§ **ENTRIES SUPPLIED**

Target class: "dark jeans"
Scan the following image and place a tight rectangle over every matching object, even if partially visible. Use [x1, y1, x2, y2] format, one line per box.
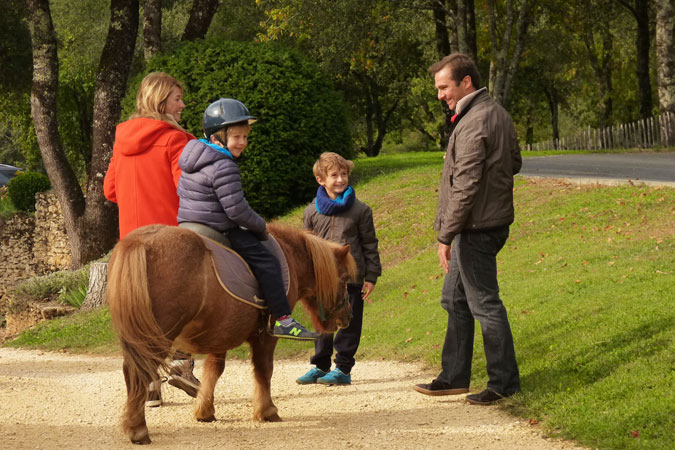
[227, 227, 291, 318]
[310, 284, 363, 374]
[438, 226, 520, 396]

§ **WORK TO BE COMPLETED**
Drop the pictures; repeat each entry above exactly.

§ **SOLUTION FOR THIS EXERCISE**
Target class: "dark jeans"
Scan the following image and place a tight rectangle over every matching object, even if partially visible. Use [x1, y1, x2, y2] format, one line per box.
[227, 227, 291, 318]
[310, 284, 363, 374]
[438, 226, 520, 396]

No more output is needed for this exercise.